** Supplied text **
From a long-term perspective, Italian policies on defence and international security look pretty stable when looking at their basics along the transatlantic, European and “wider Mediterranean” dimensions. The government led by Giorgia Meloni is set to add a conservative tinge to this traditional posture. Such nuance can be better understood through a closer look at the government’s profile and political manifesto, the ruling parties’ track record on the Ukraine war and the first declarations of key government members.

A relatively solid coalition and an experienced leadership

On 25 September, the right-wing coalition won the parliamentary elections and obtained a comfortable, absolute majority of seats in both the Chamber of Deputies and the Senate. The rassemblement already governs 14 out of 20 Italian regions and has been repeatedly in power at national and local levels. The prime minister’s party – Fratelli d’Italia (Brothers of Italy) – is the largest in the Parliament, having obtained 26 per cent of the votes.

Giorgia Meloni is 45 years old, but she is already a veteran of Italian politics with almost thirty years of experience. She has become the first-ever female prime minister of the Italian Republic, also thanks to the political career she built by herself and from scratch as a young activist. The two deputy prime ministers, as well as key ministers such as the Treasury, Foreign and Defence ones, are experienced politicians too. All these elements suggest the likely scenario of a stable government for the next few years. Such relative stability enables the Meloni government to devise its defence policy and work with allies and partners beyond the short-term urgencies and in light of its broader conservative posture.

The Western geopolitical orientation of the conservative coalition

Defence policy takes place within a comprehensive geopolitical orientation of the Italian executive along the three traditional dimensions of Italy’s foreign policy: the European, the transatlantic and the wider Mediterranean ones.

When it comes to Europe, for sure, the current executive has a different approach than Mario Draghi’s – but it is not anti-EU altogether. It rather represents a form of nationalist, constructive criticism of the Union, although with some nuances within the ruling coalition. Indeed, Forza Italia has been a full member of the European People’s Party (EPP) since the 2000s and holds more moderate, pro-EU views, while Lega is at the hard right of the European political spectrum when it comes to the Union.

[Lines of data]

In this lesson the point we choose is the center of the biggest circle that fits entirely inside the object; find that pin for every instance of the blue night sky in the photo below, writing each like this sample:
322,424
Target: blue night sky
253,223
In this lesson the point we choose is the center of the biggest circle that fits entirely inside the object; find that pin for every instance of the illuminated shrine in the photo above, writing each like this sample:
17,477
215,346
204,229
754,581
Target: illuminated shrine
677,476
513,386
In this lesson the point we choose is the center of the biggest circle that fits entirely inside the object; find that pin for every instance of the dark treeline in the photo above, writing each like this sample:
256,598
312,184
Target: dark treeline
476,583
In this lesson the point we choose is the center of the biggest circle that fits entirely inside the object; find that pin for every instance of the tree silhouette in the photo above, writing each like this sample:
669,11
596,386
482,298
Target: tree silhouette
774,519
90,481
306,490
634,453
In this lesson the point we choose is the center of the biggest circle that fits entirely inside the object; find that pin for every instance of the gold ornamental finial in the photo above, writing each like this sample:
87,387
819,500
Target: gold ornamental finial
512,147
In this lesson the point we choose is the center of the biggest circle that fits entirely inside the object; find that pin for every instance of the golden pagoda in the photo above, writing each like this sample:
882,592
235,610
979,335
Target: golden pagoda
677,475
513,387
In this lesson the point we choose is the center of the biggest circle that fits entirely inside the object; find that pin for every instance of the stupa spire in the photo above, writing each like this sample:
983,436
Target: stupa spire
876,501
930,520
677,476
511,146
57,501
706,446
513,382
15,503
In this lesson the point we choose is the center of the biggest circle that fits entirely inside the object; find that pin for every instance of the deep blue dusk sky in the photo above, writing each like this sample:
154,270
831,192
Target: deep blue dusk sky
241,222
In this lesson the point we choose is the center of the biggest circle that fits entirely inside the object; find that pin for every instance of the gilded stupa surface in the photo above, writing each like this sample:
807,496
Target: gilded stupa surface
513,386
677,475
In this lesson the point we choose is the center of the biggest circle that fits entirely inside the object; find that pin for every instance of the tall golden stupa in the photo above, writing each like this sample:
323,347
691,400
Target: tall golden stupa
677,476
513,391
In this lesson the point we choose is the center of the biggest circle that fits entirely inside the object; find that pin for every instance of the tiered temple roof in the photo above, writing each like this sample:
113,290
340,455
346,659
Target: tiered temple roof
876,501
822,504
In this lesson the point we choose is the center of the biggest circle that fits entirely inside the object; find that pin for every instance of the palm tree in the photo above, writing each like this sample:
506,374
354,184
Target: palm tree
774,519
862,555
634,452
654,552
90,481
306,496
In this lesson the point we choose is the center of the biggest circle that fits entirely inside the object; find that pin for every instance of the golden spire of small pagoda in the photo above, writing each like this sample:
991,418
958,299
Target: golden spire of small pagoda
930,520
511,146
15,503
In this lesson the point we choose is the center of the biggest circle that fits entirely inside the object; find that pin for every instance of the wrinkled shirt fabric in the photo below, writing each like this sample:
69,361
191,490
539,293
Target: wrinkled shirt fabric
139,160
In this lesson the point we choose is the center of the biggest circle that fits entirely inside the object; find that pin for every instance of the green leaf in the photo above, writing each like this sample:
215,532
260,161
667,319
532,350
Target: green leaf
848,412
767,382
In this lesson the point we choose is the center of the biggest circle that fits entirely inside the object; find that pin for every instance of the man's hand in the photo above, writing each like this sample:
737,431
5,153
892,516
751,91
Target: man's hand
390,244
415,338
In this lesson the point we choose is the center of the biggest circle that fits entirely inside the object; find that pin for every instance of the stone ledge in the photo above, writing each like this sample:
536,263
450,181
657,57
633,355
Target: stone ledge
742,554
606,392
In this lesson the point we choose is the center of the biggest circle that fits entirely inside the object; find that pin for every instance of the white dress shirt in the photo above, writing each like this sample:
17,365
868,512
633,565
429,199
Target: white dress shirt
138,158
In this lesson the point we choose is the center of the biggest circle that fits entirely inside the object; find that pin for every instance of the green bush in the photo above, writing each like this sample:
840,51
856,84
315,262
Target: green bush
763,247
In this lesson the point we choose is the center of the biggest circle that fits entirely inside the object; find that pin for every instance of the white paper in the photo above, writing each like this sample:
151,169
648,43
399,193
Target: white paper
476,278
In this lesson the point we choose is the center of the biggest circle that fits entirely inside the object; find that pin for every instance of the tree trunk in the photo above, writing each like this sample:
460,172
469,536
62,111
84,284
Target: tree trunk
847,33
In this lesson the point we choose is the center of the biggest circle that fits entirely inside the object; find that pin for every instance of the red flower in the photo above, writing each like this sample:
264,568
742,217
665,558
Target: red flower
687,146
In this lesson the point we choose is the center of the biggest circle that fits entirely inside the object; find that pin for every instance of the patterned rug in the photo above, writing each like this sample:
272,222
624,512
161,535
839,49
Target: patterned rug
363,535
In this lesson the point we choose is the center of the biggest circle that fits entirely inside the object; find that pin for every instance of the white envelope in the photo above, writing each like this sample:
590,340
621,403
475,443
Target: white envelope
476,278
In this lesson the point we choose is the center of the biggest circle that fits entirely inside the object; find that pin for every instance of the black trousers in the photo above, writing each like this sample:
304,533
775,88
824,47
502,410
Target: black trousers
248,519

** Written instruction A **
According to the text on Italian defense policy, how many of Italy's 20 regions does the right-wing coalition already govern?
** Written instruction B **
From the text on Italian defense policy, return the part that opens with the words containing "The Western geopolitical" and closes with "wider Mediterranean ones.".

** Exercise response A **
It governs 14 of them.

** Exercise response B **
The Western geopolitical orientation of the conservative coalition

Defence policy takes place within a comprehensive geopolitical orientation of the Italian executive along the three traditional dimensions of Italy’s foreign policy: the European, the transatlantic and the wider Mediterranean ones.